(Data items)
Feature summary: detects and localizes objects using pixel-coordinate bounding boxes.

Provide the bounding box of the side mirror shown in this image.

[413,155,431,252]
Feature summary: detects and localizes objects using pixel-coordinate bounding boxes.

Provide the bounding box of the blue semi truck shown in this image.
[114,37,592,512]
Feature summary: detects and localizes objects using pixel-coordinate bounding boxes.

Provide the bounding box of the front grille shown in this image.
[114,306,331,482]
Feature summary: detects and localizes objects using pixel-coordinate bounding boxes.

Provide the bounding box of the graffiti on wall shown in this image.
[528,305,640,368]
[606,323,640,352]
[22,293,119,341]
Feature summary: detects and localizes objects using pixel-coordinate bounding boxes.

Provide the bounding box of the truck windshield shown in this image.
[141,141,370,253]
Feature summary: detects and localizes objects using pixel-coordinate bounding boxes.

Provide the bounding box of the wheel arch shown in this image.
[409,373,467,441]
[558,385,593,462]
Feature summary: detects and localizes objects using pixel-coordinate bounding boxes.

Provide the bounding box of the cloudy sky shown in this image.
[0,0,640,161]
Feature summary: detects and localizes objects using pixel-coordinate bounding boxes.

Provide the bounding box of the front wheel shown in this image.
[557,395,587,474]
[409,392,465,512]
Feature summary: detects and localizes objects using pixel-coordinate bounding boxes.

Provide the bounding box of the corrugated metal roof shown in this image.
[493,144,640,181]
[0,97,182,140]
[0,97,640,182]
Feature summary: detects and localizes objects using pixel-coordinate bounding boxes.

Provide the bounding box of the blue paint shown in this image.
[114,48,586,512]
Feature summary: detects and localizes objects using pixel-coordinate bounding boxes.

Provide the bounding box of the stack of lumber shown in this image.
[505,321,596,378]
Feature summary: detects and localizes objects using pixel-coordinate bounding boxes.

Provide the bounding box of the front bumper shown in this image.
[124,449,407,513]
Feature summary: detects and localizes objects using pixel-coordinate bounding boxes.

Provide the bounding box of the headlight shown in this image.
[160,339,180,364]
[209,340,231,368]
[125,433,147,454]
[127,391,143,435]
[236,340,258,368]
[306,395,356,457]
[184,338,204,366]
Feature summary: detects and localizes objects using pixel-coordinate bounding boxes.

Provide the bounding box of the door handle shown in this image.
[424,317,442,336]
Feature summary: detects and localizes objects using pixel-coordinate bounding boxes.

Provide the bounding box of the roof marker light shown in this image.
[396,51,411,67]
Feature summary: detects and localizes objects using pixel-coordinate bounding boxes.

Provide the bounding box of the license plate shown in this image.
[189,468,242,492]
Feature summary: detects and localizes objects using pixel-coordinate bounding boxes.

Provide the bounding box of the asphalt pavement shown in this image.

**TASK GOAL:** Turn every line of the listing above into a numbered list, leaving out the blank lines.

**RESPONSE TO THIS EXERCISE:**
1. Feature summary: detects and localizes objects using pixel-coordinate bounding boxes.
2. Provide the bounding box of the side mirror shown in this image.
3. [413,155,431,252]
4. Feature summary: detects and localizes objects using pixel-coordinate bounding boxes.
5. Provide the bounding box of the blue semi truck shown in this image.
6. [114,37,592,512]
7. Feature summary: detects and localizes objects using pixel-coordinate bounding boxes.
8. Provide the bounding box of the front grille shown in this image.
9. [114,306,331,482]
10. Feature summary: detects and localizes objects using pixel-coordinate bounding boxes.
11. Provide the bounding box of the graffiti on wall shown in this image.
12. [528,305,640,368]
13. [606,323,640,352]
14. [22,293,119,341]
15. Feature summary: detects and localizes objects using pixel-coordinate bounding boxes.
16. Provide the bounding box of the truck windshield shown in this image.
17. [141,141,370,253]
18. Feature summary: detects and localizes objects using pixel-coordinate bounding boxes.
19. Provide the bounding box of the wheel arch shown in this image.
20. [409,373,467,441]
21. [558,385,593,462]
22. Feature summary: detects and localizes objects using pixel-coordinate bounding boxes.
23. Provide the bounding box of the cloudy sky shown in this image.
24. [0,0,640,161]
25. Feature summary: detects and localizes objects using pixel-coordinate bounding boxes.
26. Provide the bounding box of the front wheel shown in this image.
27. [557,395,587,474]
28. [409,392,465,512]
29. Feature summary: detects and localizes objects using pixel-coordinate bounding boxes.
30. Provide the bounding box of the corrugated metal roof shown in this image.
31. [493,144,640,181]
32. [0,97,182,140]
33. [0,97,640,182]
34. Feature summary: detects and localizes objects using pixel-coordinate bounding boxes.
35. Provide the bounding box of the blue paint shown in this image.
36. [114,48,586,512]
37. Feature summary: detects and localizes objects using pixel-coordinate bounding boxes.
38. Provide the bounding box of the stack of lumber shown in this image.
39. [505,321,596,378]
40. Feature summary: detects and localizes objects using pixel-coordinate bounding boxes.
41. Provide the bounding box of the front bumper shown in this image.
42. [124,449,407,513]
43. Feature summary: detects and localizes objects using pixel-coordinate bounding boxes.
44. Provide the bounding box of the headlight shown in this image.
45. [160,339,180,364]
46. [209,340,231,368]
47. [125,433,147,454]
48. [127,391,143,435]
49. [236,340,258,368]
50. [306,395,356,457]
51. [184,338,204,366]
52. Feature summary: detects and localizes objects using pixel-coordinate bounding boxes.
53. Provide the bounding box of the door handle shown in this image.
54. [424,317,442,336]
55. Feature summary: detects and localizes objects using pixel-coordinate bounding boxes.
56. Provide the bounding box of the roof marker light shown in this image.
57. [396,51,411,67]
58. Feature summary: detects and localizes objects using pixel-coordinate bounding boxes.
59. Provide the bounding box of the license plate shown in this image.
60. [189,468,242,492]
61. Feature summary: detects and localizes objects using pixel-coordinate bounding boxes.
62. Provide the bounding box of the asphalt pavement shown in this image.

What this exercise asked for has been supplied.